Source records
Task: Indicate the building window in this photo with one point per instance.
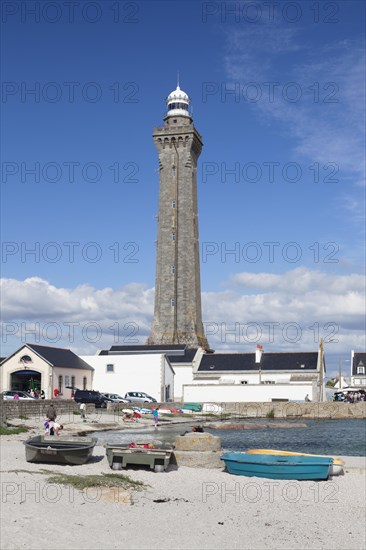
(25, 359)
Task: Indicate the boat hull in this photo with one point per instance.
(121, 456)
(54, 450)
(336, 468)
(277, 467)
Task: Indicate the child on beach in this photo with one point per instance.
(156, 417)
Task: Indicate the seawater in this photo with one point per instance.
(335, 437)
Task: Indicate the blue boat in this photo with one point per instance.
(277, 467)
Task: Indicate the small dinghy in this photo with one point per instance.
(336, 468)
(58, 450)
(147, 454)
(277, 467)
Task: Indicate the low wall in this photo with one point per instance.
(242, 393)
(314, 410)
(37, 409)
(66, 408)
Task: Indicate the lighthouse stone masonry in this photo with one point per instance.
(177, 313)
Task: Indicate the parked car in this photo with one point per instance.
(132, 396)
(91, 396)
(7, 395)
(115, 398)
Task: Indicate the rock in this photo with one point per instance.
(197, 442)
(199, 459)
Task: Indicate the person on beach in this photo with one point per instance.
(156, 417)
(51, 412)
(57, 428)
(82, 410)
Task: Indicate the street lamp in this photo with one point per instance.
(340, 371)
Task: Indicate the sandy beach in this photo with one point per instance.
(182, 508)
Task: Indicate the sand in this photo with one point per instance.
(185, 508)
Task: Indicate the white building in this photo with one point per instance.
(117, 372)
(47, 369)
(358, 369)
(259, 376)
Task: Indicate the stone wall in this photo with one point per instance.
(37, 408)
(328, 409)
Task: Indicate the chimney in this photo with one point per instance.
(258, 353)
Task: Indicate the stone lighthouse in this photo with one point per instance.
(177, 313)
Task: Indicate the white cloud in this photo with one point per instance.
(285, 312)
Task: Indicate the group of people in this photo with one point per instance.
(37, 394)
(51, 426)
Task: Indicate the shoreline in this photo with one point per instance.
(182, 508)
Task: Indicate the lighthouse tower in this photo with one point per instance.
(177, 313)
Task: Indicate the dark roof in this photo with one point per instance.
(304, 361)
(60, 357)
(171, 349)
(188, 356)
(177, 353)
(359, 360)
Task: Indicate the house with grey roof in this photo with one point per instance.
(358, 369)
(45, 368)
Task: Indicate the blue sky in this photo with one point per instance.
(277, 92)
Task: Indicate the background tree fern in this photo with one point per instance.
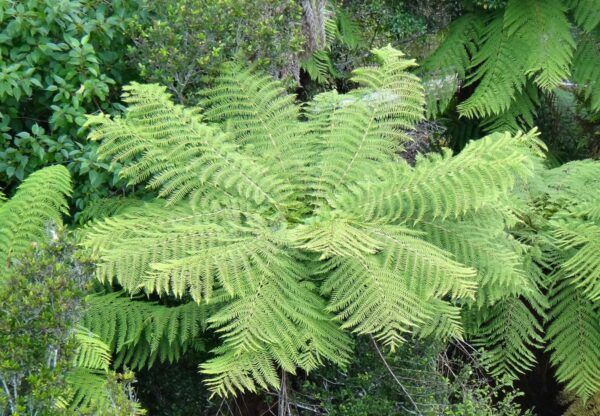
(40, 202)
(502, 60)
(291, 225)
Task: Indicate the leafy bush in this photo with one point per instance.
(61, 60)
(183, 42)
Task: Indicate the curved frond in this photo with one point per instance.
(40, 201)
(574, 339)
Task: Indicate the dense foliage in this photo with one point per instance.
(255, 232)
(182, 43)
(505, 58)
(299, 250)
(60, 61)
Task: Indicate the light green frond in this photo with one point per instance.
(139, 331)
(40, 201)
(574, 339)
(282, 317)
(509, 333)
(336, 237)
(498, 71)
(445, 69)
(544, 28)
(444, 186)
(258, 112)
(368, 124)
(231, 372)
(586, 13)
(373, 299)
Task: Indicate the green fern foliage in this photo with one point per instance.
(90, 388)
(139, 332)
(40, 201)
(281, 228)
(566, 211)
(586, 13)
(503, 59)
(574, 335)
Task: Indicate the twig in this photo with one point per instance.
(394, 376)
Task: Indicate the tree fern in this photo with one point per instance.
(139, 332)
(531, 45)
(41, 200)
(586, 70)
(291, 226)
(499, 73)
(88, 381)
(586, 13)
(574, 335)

Requirement: The answer should consist of every line above, exact and free of images.

Exercise response:
Task: Indicate the building window in this photo with one point per instance.
(25, 359)
Task: Indicate the boat hull in this photo with one point per instance.
(121, 456)
(54, 450)
(336, 468)
(277, 467)
Task: Indicate the child on beach in this photo with one point per instance.
(156, 417)
Task: Indicate the seawater in this photo with one point per instance.
(335, 437)
Task: Indicate the blue boat in this photo with one point per instance.
(277, 467)
Task: Indicate the small dinghy in this photo with one point per instance.
(336, 468)
(58, 450)
(147, 454)
(277, 467)
Task: Indicate the low wall in this photo with one point per instance.
(242, 393)
(314, 410)
(37, 409)
(66, 408)
Task: Indicate the lighthouse stone masonry in this photo with one point per instance.
(177, 313)
Task: Indicate the parked car in this photo with one point per instance.
(132, 396)
(91, 396)
(7, 395)
(115, 398)
Task: Indicate the rock in this photo with one point per instance.
(197, 442)
(199, 459)
Task: Indicate the person on beach in this photo with one point per instance.
(156, 417)
(51, 412)
(57, 428)
(82, 410)
Task: Indicate the street lamp in this photo with one point per instance.
(340, 371)
Task: Indicate the sandy beach in this photo with one point per instance.
(182, 508)
Task: Indicate the sand in this photo with one point per instance.
(185, 508)
Task: Indicate the white building in this photo with one point per instance.
(117, 372)
(47, 369)
(358, 369)
(259, 376)
Task: Indicate the stone wall in this photo with one point per instance.
(37, 408)
(328, 409)
Task: Indicate the chimney in this photo with one point per instance.
(258, 353)
Task: Indicate the stone lighthouse in this photo with one point per instance.
(177, 313)
Task: Indicate the white cloud in this photo with one point per instance.
(285, 312)
Task: Indicate the group of people in this photo with one point per instance.
(37, 394)
(51, 426)
Task: Indicate the shoreline in this photo with one point per instance.
(182, 508)
Task: Indicate the lighthouse tower in this photo with one point per instance.
(177, 313)
Task: Indicate the dark roof in this photo with one point per instance.
(304, 361)
(60, 357)
(171, 349)
(188, 356)
(177, 353)
(359, 360)
Task: Indicate the house with grey roof in this photo with one point per instance.
(358, 369)
(45, 368)
Task: Indicate the blue sky in this photo with one point per instance.
(277, 92)
Task: Indicate the background tree fern in this photo with one point per instance.
(40, 202)
(502, 60)
(291, 225)
Task: Indicate the leafy bush in this photo with one point per instance.
(61, 60)
(183, 42)
Task: Indicate the curved frond in this photo with one point per instance.
(40, 201)
(574, 339)
Task: Indicate the dense foliage in this photo with one point per instance.
(255, 232)
(182, 43)
(505, 58)
(299, 250)
(60, 61)
Task: Indicate the light green frond in this photo with one point per instance.
(139, 331)
(40, 201)
(574, 339)
(282, 317)
(509, 333)
(336, 237)
(498, 71)
(445, 69)
(544, 28)
(444, 186)
(258, 112)
(368, 124)
(231, 372)
(586, 13)
(373, 299)
Task: Indicate the green fern foliage in this photo with one point per instance.
(90, 388)
(139, 332)
(40, 201)
(281, 228)
(566, 211)
(586, 13)
(503, 59)
(574, 335)
Task: Indicate the twig in this photo with one point per instance.
(394, 376)
Task: Indicate the tree fern in this photo with one point per instance.
(139, 332)
(531, 45)
(41, 200)
(586, 70)
(291, 226)
(499, 73)
(88, 381)
(586, 13)
(574, 335)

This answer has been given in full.